Dataset entries:
▼▼▼
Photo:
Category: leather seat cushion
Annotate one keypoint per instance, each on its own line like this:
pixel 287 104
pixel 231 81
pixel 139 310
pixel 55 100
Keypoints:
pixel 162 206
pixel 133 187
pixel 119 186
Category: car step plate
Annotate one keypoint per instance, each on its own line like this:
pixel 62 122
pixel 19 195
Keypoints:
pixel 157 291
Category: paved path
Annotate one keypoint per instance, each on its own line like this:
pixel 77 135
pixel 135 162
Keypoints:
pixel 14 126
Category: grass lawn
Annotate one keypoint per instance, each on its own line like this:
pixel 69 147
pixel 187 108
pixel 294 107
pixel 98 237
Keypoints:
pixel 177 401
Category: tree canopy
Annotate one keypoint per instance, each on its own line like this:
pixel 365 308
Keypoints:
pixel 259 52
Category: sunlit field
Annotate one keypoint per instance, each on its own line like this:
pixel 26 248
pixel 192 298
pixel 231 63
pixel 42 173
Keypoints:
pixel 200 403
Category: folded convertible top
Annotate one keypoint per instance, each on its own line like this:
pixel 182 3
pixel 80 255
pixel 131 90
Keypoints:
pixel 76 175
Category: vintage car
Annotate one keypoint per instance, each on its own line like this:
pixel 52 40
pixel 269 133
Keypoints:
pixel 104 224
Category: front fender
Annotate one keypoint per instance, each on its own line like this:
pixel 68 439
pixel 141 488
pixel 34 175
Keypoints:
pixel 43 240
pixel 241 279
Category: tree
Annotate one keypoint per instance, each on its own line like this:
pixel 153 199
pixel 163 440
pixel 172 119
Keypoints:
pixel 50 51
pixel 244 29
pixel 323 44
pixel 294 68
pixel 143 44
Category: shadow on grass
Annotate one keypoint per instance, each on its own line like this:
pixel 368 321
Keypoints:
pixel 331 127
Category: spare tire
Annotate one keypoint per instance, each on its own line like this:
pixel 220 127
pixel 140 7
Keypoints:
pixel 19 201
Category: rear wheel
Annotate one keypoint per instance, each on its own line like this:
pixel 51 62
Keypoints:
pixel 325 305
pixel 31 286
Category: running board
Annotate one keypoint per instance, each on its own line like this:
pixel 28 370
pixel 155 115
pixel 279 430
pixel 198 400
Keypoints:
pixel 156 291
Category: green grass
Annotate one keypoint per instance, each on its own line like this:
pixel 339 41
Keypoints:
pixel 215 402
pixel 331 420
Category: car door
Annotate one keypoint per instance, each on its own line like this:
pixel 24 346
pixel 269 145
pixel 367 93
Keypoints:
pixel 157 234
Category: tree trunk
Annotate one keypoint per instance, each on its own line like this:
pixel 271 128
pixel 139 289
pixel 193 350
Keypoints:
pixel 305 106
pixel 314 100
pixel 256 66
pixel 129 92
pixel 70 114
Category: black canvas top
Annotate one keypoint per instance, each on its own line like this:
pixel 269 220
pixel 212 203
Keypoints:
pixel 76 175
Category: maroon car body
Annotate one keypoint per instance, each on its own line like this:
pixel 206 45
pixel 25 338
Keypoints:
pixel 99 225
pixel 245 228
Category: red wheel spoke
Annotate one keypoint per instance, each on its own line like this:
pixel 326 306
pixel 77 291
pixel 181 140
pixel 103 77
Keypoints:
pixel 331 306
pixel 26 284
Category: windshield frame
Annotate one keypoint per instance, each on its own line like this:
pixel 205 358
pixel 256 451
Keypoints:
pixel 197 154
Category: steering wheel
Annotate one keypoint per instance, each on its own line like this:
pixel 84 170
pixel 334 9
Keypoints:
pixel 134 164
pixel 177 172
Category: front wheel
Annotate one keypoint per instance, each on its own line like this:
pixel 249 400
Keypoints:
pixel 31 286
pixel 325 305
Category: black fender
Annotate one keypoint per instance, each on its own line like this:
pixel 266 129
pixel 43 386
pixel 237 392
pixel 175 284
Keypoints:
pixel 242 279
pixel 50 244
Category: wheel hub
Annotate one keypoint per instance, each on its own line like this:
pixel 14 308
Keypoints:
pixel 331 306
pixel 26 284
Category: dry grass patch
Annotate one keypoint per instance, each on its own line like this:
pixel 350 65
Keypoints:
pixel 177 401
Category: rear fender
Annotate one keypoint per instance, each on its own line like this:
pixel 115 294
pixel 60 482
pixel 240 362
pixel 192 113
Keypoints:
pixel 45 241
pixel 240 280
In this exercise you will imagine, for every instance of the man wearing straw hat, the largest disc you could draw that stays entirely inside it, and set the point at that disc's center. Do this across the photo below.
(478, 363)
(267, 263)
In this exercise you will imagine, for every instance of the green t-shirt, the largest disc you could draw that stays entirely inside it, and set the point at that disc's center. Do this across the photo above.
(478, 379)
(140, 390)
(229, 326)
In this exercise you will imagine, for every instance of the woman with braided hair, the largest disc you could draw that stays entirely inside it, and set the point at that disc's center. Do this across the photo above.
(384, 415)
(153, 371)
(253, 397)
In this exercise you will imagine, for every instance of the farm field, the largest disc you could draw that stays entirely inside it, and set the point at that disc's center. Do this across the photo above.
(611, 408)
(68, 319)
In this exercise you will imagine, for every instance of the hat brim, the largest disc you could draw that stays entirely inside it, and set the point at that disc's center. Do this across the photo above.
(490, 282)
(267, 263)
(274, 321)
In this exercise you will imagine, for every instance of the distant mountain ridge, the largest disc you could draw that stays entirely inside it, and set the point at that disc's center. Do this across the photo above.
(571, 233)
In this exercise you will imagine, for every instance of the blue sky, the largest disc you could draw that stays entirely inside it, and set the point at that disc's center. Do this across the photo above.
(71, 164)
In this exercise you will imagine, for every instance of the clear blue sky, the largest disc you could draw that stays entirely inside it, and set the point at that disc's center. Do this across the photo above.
▲▲▲
### Problem details
What are the lines, exactly as written above, from the line with "pixel 135 162" to the line with "Category: folded convertible top", both included? Output only those.

### Output of the task
pixel 135 162
Keypoints:
pixel 14 126
Category: grass lawn
Annotate one keypoint per instance, each on its own line like this:
pixel 69 147
pixel 187 108
pixel 294 107
pixel 98 237
Keypoints:
pixel 177 401
Category: tree canopy
Annotate one keypoint per instance, each on its own line like this:
pixel 365 308
Keypoints:
pixel 259 52
Category: sunlit field
Annotate one keypoint per instance, each on its own line like this:
pixel 26 248
pixel 192 298
pixel 231 63
pixel 42 173
Keypoints:
pixel 200 403
Category: folded convertible top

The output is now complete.